Exercise instructions:
Below are records to repeat exactly; copy them without the pictures.
(Records to process begins)
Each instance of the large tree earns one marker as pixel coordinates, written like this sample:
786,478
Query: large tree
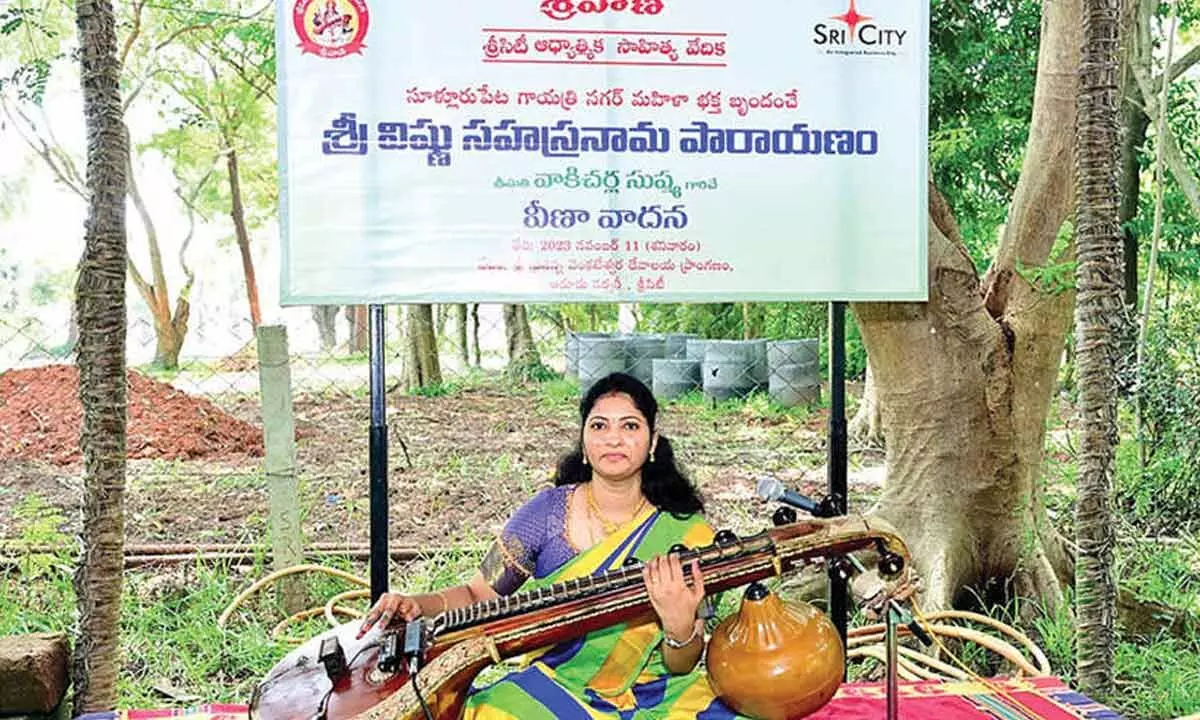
965,432
100,304
1099,305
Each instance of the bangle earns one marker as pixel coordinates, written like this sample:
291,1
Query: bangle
677,645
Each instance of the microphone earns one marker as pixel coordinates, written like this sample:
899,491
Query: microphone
772,490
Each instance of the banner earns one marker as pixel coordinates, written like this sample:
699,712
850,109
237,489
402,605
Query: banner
603,150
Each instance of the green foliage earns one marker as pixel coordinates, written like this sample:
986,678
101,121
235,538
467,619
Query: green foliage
983,63
1179,257
40,525
1057,275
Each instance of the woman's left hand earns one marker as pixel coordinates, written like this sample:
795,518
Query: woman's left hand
672,598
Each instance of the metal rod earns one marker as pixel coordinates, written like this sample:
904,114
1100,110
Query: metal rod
378,457
893,653
835,469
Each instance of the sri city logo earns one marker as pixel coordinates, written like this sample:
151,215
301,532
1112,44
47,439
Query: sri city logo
855,29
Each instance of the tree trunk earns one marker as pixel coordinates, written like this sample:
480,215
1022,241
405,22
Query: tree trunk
238,214
1134,123
100,304
461,335
325,316
965,379
360,328
1097,317
523,359
169,335
867,426
421,367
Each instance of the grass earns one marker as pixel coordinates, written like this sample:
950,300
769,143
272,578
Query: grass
171,639
169,634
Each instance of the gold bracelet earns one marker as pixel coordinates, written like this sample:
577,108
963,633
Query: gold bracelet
677,645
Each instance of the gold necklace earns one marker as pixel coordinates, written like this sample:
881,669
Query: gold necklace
609,526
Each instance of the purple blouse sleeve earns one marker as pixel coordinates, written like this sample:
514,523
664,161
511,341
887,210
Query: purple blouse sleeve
514,556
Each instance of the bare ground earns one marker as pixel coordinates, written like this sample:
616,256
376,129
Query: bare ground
459,466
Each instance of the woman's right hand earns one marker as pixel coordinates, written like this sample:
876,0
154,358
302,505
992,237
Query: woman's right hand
389,607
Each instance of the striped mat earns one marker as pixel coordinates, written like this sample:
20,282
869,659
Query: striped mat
1032,699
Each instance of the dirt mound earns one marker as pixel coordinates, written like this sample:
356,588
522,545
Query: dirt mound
40,417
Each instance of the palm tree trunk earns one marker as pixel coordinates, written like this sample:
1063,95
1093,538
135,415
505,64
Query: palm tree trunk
100,304
1099,303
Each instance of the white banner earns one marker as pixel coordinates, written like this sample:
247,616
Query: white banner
603,150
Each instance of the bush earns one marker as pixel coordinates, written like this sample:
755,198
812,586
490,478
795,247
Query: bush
1161,496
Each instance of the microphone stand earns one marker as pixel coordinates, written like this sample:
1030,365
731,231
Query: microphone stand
893,654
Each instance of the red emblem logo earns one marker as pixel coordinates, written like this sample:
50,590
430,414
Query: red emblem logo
852,19
331,28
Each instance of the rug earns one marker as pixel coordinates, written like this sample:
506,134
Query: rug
(Records to process ends)
Written answer:
Each instance of the large tree earns one marker as pixel coordinates, written like this sample:
786,478
Query: large tree
965,432
100,304
1099,305
Each instance of the bangle earns one marker as pixel coordinates, written like this sample:
291,1
Query: bangle
677,645
Each instance of the microphone earns one marker as pixel coordinates, written like this sample:
899,491
Query: microphone
772,490
Each instance of the banner earns one marker as pixel coordinates, written like this sample:
699,712
850,109
237,489
402,605
Query: banner
603,150
Each instance of the green foliage earns one marker as pixel coordinates, written like this sample:
986,678
101,121
235,538
467,619
Query: green foliage
983,63
1179,257
40,525
1057,275
Each instance of the woman's left hand earns one marker as pixel coordinates, written like this sample:
795,518
Query: woman's left hand
672,598
Each instance of the metal rod earns one marker as pixel coordinates, written like this sample:
904,114
1100,110
Query: metal rod
378,457
893,653
835,469
Each instance of the sri city logo earns one marker as pixel coordinates, written like this sample:
151,215
301,532
1112,44
47,439
Query: sri city logo
855,29
Each instance of the tree trunk earns one marker as pixel coordinates, written like this sample:
480,215
1022,241
405,22
Query: tree trunk
238,214
1134,123
100,304
461,335
325,316
965,379
360,328
1097,317
523,359
169,335
867,426
421,367
Each instance of the grass earns one marker as pixel coordinates, written like this sample:
950,300
769,143
272,578
Query: grass
171,639
169,634
Each instance of the gold bracelet earns one marker as pixel coordinates, written like this sample:
577,108
963,633
Query: gold bracelet
677,645
Each instance of the gold necklace earns one marker as pixel coordinates, written like this sample:
881,669
Query: gold necklace
609,526
Each instance of the purple blouse sleeve earns one marker as pixel coordinates, written like this sample:
514,523
664,161
511,341
887,210
Query: purple blouse sleeve
514,556
Each instance of the bare ground earns one marker as pixel coordinates, written like this sample:
616,256
376,129
Query: bare ground
459,466
Each instance of the woman's right hand earns one marker as pixel coordinates, written like this sample:
876,0
154,358
302,505
992,237
Query: woman's right hand
389,607
Each instance of the striped mat earns one marker as pixel coordinates, written like this sample:
20,282
869,659
Query: striped mat
1032,699
Each instance of the dirt mound earns one marker as pixel coordinates, written like this sample:
356,588
522,545
Query: dirt mound
40,417
Each instance of the palm tree trunk earns one marker as pixel coordinates, written like this sample:
1063,95
1093,538
135,415
505,64
Query: palm tree trunk
100,304
1099,303
Each instance of the white banner earns one marker as pixel coordinates, written like this sample:
247,616
Query: white banner
603,150
Each instance of the bush earns one marker as pixel coordinates, written like this sample:
755,198
812,586
490,478
795,247
Query: bush
1161,496
Each instance of the microphone stand earns one marker as pixel coordinates, written like this sample:
1030,365
731,231
Query: microphone stand
893,654
Each instance of the red emblem logo earns one marker as pixel coordinates, written like this sample:
50,590
430,414
Query: red emblem logo
852,19
331,28
Each instance of the rug earns one marker as pixel coordinates, written like this sample:
506,134
Query: rug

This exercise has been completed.